◆ **DOCUMENT TEXT**
First of all, the Lagrange-functional does not explicitly depend on $y$, which makes the right-hand-side of the Lagrange-equation just $0$:

$$\frac d{dx}\frac{\partial{\mathcal L}}{\partial y^\prime}=0$$

This immediately implies

$$\frac{\partial{\mathcal L}}{\partial y^\prime}=\mbox{const.}=:k,$$

which leads to

$$\begin{align} k =& \frac\partial{\partial y^\prime} \sqrt{1+[y^\prime(x)]^2}\\ =& \frac{y^\prime}{\sqrt{1+[y^\prime(x)]^2}}\\ \Rightarrow\,\, y^\prime =& k\sqrt{1+[y^\prime(x)]^2}\\ \Rightarrow\,\, (y^\prime)^2 =& k^2 +k^2(y^\prime)^2\\ \Rightarrow\,\, k^2 =& (1-k^2)(y^\prime)^2\\ \Rightarrow\,\, y^\prime =& \underbrace{\pm \sqrt{\frac{k^2}{1-k^2}}}_{=:m}.\\ \end{align}$$

Notice, $m$ is still a constant!

Thus,

$$\begin{align} y^\prime =& m\\ \frac{dy}{dx} =& m\\ \Rightarrow\,\, dy =& m \, dx\\ \Rightarrow\,\, \int{dy} =& \int{m\, dx}\\ \end{align}$$

$$\boxed{\Rightarrow\,\, y = mx+c}$$

The solution is a straight line, indeed. As stated, we have not proven that this really is the function minimizing the arc length. After all, it could also maximize the arc length or be something different. (Even if this is obviously not the case, here.)

What's more, it is conceivable that the true solution to a problem might not be representable as a simple function $y(x)$. (Just picture a problem whose solution would be a circle.)

It is possible to handle these details as well, but here, we will settle for the plausible result paired with physical intuition, as this was - as stated above - merely an introductory example.

Path of minimal travel time - the brachistochrone

Now, we want to find the fastest path from $A$ to $B$ instead of the shortest. The curve satisfying this is called "brachistochrone". (We ignore friction.)

By comparing the example curves in the plot above, we can think about possible effects that might have an influence.

• The black straight line is the shortest path. The acceleration of the pearl due to gravity is constant and overall, comparatively low.
• The blue curve has quite a long arc length, but it is also quite steep in the beginning, so the pearl quickly gets accelerated to a high velocity.

◆ **WRITTEN TASKS**
1. Decide whether each statement below agrees with the text on shortest and fastest paths. Answer each with yes or no and quote the words of the text that decide it.
(a) The Lagrange functional depends explicitly on $y$.
(b) The text proves that the straight line is the function minimizing the arc length.
(c) The curve giving the fastest path from $A$ to $B$ is called the brachistochrone.
2. From the entries below, pull out each line that contains the word "silhouetted".

◆ **ENTRIES SHOWN**
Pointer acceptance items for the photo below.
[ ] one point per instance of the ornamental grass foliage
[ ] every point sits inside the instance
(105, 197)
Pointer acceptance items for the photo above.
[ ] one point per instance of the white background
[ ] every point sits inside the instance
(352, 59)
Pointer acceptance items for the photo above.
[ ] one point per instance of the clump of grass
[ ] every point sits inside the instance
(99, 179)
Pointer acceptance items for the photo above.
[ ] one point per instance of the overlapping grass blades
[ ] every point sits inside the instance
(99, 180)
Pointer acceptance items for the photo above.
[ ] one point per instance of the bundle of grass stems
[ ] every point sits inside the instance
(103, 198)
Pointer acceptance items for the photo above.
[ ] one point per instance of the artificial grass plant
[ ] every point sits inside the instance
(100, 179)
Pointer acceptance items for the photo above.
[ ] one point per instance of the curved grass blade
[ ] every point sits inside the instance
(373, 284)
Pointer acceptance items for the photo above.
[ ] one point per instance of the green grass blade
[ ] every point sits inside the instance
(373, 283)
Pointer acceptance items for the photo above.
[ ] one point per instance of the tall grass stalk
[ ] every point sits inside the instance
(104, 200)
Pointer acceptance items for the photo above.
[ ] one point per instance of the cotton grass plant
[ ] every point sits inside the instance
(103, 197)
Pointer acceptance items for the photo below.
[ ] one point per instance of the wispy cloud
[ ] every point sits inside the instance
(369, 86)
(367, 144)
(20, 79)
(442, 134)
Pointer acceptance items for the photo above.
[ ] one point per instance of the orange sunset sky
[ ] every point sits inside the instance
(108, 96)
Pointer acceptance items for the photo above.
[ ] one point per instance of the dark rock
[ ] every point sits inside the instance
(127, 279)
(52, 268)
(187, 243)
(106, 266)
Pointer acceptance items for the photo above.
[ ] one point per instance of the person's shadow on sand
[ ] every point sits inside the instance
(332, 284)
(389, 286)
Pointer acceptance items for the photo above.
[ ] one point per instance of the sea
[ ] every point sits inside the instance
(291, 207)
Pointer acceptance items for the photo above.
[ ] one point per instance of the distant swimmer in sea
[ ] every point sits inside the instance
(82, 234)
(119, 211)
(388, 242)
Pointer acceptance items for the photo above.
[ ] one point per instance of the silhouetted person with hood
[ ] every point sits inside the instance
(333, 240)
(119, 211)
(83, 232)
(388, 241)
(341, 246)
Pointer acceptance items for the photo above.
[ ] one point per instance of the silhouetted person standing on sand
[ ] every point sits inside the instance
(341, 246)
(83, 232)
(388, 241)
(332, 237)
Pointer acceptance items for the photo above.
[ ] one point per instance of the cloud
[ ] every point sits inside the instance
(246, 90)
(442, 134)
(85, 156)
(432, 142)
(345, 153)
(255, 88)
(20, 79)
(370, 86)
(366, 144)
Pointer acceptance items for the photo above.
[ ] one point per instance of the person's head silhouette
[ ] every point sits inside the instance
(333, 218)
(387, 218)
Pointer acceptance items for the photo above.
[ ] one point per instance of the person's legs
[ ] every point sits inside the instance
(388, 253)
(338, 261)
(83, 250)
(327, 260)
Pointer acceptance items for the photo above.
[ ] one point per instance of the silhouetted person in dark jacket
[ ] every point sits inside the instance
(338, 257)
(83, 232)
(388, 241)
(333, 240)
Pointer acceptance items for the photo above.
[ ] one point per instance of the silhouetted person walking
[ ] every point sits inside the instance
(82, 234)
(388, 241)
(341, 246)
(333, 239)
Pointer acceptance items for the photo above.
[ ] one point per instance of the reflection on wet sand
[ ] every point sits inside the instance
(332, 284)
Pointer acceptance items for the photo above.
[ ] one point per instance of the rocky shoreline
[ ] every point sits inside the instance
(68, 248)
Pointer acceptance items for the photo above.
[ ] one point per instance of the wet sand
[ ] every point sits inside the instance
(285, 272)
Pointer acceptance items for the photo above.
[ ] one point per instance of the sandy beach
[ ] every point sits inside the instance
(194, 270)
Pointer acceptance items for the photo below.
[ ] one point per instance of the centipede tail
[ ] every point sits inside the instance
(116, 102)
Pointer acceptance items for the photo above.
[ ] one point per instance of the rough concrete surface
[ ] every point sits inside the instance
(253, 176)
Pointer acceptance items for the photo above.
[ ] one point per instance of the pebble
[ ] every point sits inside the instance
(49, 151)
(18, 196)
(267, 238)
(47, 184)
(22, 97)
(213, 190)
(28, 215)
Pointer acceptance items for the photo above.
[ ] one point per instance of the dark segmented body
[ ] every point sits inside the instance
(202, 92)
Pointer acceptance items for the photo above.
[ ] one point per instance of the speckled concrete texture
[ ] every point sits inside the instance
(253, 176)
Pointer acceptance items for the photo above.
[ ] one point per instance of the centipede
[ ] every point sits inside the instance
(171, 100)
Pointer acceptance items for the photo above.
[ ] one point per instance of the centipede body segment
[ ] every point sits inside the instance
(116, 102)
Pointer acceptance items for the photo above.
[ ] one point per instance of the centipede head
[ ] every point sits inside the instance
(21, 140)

◆ **THE SOLUTIONS**
1.
(a) No: "the Lagrange-functional does not explicitly depend on $y$"
(b) No: "As stated, we have not proven that this really is the function minimizing the arc length."
(c) Yes: "The curve satisfying this is called "brachistochrone"."

2.
[ ] one point per instance of the silhouetted person with hood
[ ] one point per instance of the silhouetted person standing on sand
[ ] one point per instance of the silhouetted person in dark jacket
[ ] one point per instance of the silhouetted person walking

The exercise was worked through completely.